** START OF Input records **

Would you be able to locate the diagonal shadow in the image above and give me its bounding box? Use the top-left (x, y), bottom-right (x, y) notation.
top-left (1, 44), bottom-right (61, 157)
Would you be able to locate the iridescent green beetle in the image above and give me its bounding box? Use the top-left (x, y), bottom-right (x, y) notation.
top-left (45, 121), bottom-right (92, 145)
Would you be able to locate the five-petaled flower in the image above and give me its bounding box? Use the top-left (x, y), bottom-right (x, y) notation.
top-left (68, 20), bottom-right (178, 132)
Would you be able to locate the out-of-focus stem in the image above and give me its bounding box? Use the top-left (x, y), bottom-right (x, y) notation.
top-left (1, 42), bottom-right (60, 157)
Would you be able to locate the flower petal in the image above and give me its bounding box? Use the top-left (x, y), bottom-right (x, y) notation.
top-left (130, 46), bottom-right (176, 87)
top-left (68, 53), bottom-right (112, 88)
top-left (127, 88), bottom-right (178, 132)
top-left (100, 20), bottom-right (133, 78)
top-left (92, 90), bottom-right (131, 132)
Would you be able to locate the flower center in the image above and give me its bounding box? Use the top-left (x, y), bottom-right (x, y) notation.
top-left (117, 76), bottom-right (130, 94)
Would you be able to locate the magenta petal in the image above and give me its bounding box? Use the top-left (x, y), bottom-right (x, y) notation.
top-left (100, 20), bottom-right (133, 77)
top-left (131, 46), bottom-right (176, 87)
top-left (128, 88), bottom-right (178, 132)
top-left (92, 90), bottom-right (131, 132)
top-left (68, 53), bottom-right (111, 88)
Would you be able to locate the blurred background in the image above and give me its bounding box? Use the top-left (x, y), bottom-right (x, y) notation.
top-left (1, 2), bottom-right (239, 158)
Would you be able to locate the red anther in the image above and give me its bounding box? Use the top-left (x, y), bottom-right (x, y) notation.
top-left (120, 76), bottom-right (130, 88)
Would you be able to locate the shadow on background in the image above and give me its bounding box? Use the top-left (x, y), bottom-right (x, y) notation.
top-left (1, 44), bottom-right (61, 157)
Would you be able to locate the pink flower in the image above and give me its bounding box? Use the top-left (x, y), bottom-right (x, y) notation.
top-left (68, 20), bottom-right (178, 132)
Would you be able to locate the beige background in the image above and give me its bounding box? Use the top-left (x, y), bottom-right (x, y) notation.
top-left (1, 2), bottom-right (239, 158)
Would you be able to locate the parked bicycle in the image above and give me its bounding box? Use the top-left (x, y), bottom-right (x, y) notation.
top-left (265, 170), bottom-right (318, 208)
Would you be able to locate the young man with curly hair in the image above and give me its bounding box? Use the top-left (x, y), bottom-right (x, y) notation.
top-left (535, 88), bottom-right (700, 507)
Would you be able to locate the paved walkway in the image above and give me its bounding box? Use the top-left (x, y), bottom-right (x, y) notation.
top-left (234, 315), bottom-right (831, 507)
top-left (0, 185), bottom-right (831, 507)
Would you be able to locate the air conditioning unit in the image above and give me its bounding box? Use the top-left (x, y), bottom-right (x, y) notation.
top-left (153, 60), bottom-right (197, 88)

** END OF Input records **

→ Problem description: Rewrite every one of the records above, changing "bounding box" to "enclosing rectangle" wherever it appears and leaving everything else as it is.

→ Correct result:
Would you be able to locate the diagonal shadow in the image above and give me its enclosing rectangle? Use the top-left (x, y), bottom-right (x, y) notation.
top-left (1, 44), bottom-right (61, 157)
Would you be able to locate the iridescent green beetle in the image above and give me its enclosing rectangle? Use the top-left (x, y), bottom-right (x, y) notation.
top-left (45, 121), bottom-right (92, 145)
Would you be able to locate the five-petaled flower in the image above and give me its enclosing rectangle? Use the top-left (x, y), bottom-right (x, y) notation.
top-left (68, 20), bottom-right (178, 132)
Would you be able to locate the out-of-focus stem in the image above and give me its enclosing rectangle? Use the top-left (x, y), bottom-right (x, y) notation.
top-left (1, 42), bottom-right (60, 157)
Would you be able to locate the flower petal in the image above and give me its enclosing rectangle? Use the top-left (x, y), bottom-right (x, y) notation.
top-left (130, 46), bottom-right (176, 87)
top-left (68, 53), bottom-right (112, 88)
top-left (127, 88), bottom-right (178, 132)
top-left (100, 20), bottom-right (133, 78)
top-left (92, 90), bottom-right (131, 132)
Would you be able to locate the flower center in the image above and give me its enclosing rectangle? Use the top-left (x, y), bottom-right (x, y) notation.
top-left (117, 76), bottom-right (130, 94)
Would you be able to locate the magenta petal in the image above and give me its enclosing rectangle? Use the top-left (x, y), bottom-right (x, y) notation.
top-left (100, 20), bottom-right (133, 77)
top-left (131, 46), bottom-right (176, 87)
top-left (128, 88), bottom-right (178, 132)
top-left (92, 90), bottom-right (131, 132)
top-left (68, 53), bottom-right (111, 88)
Would you be able to locate the blurred background in the image above and give me its enclosing rectangle? Use the top-left (x, y), bottom-right (x, y) notation.
top-left (1, 2), bottom-right (239, 158)
Would you be able to locate the red anther in the image above and give me its enclosing rectangle? Use the top-left (x, y), bottom-right (x, y) notation.
top-left (120, 76), bottom-right (130, 88)
Would you be able to locate the shadow on background in the image above and give me its enclosing rectangle? Use the top-left (x, y), bottom-right (x, y) notation.
top-left (1, 44), bottom-right (61, 157)
Would you be able to locate the pink flower in the image above and give me its enclosing rectangle? Use the top-left (x, y), bottom-right (x, y) notation.
top-left (68, 20), bottom-right (178, 132)
Would you be able to locate the beige background in the image above and give me its enclosing rectangle? Use the top-left (x, y), bottom-right (x, y) notation.
top-left (1, 2), bottom-right (239, 158)
Would you be able to locate the parked bicycle in the image above and give me its enclosing rectangle? Use the top-left (x, y), bottom-right (x, y) notation.
top-left (265, 170), bottom-right (318, 208)
Would you be able to locate the young man with curly hair in the image above and give me its enclosing rectangle? Use the top-left (x, y), bottom-right (x, y) notation.
top-left (535, 88), bottom-right (700, 507)
Would you be able to locate the paved walkway in the image above and give me its enclosing rectangle? Use the top-left (x, y), bottom-right (x, y) notation.
top-left (234, 315), bottom-right (831, 507)
top-left (0, 185), bottom-right (831, 507)
Would you be able to locate the air conditioning unit in the image above and give me its enclosing rectangle? Use the top-left (x, y), bottom-right (x, y) notation.
top-left (153, 60), bottom-right (197, 88)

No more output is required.